WRITTEN EXERCISE →
Answer these questions using the Project Ironfist page below:
1. Which video tutorial does the page name as a source for much of its material?
2. Which files correspond to heroes2.asm and heroes2_imports.inc when modifying the map editor?
3. In what does heroes2.asm wrap all function definitions?

>> BEGIN EXCERPTED TEXT

| 
  • If you are citizen of an European Union member nation, you may not use this service unless you are at least 16 years old.

  • You already know Dokkio is an AI-powered assistant to organize & manage your digital files & messages. Very soon, Dokkio will support Outlook as well as One Drive. Check it out today!

View
 

Interacting with the Original Code

Page history last edited by James Koppel 4 years, 6 months ago

Much of this can be learned from the video tutorial, Modding with an Iron Fist: Episode 4: Modding the Code ( http://www.youtube.com/watch?v=dFTT0id4Iz0 )

 

The power of Project Ironfist comes from our ability to modify the game's source code. While this initially required a highly complicated process, today we can interact with and override the game code about as easily as easily as any other programming task.

 

Introduction

 

The main idea of Project Ironfist is that we start with a disassembly of the original game, and then modify it. However, instead of modifying the assembly directly, we've set up infrastructure so that we can piecemeal move individual functions and data structures into C++. This makes modifying the game mostly the same as normal programming, while taking advantage of all existing code.

 

If you have already completed the Getting Started with Coding tutorial, then you will already have added heroes2.asm and heroes2_imports.inc to your workspace. (If you wish to modify the map editor, the corresponding files are editor.asm and editor_imports.inc.)

 

heroes2.asm is our special disassembly of the original game. Among many other things, it wraps all function definitions in compile-guards (similar to #ifndef in C). For example,

IFDEF IMPORT_?CanFit@army@@QAEHHHPAH@Z
?CanFit@army@@QAEHHHPAH@Z PROTO SYSCALL
ELSE
?CanFit@army@@QAEHHHPAH@Z proc near SYSCALL 
...

>> END EXCERPTED TEXT
>> BEGIN DATASET EXTRACT

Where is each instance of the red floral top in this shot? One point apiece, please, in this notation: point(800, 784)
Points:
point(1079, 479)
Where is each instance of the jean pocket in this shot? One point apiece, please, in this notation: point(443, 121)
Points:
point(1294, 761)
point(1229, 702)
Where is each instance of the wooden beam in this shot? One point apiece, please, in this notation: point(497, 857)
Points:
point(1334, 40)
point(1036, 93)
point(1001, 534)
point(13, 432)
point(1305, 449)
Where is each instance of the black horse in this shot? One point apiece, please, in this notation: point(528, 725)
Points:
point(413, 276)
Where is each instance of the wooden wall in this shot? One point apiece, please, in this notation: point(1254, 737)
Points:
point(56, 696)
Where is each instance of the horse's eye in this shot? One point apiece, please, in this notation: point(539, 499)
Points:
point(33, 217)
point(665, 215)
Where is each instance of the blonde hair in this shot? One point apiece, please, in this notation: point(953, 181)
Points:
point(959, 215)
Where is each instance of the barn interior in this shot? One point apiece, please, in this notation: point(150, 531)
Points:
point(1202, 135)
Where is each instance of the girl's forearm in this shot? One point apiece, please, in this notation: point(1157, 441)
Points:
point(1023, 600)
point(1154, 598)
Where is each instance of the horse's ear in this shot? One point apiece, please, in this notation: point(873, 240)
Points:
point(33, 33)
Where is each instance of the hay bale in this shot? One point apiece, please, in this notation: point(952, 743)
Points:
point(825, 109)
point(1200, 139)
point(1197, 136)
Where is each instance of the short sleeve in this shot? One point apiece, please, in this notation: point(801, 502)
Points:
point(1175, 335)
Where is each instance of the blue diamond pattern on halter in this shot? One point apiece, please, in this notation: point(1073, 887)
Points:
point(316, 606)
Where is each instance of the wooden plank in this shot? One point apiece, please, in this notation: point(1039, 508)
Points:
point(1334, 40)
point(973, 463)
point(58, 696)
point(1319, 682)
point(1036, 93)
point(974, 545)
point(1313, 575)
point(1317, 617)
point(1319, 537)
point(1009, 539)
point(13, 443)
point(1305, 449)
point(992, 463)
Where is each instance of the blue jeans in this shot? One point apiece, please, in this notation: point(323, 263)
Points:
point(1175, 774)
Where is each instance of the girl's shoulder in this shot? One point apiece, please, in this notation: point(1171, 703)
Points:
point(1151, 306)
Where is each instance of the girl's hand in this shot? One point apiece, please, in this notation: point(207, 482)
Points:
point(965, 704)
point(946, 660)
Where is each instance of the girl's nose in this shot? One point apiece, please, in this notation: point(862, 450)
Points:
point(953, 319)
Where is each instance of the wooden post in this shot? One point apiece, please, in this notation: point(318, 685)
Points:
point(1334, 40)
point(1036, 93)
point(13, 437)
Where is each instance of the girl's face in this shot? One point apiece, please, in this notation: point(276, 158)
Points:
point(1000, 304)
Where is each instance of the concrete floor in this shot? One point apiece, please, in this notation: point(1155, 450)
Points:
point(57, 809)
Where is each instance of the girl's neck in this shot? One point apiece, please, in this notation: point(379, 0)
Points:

>> END DATASET EXTRACT

RESPONSE TO THE EXERCISE →
1. Modding with an Iron Fist: Episode 4: Modding the Code
2. editor.asm and editor_imports.inc
3. Compile-guards, similar to #ifndef in C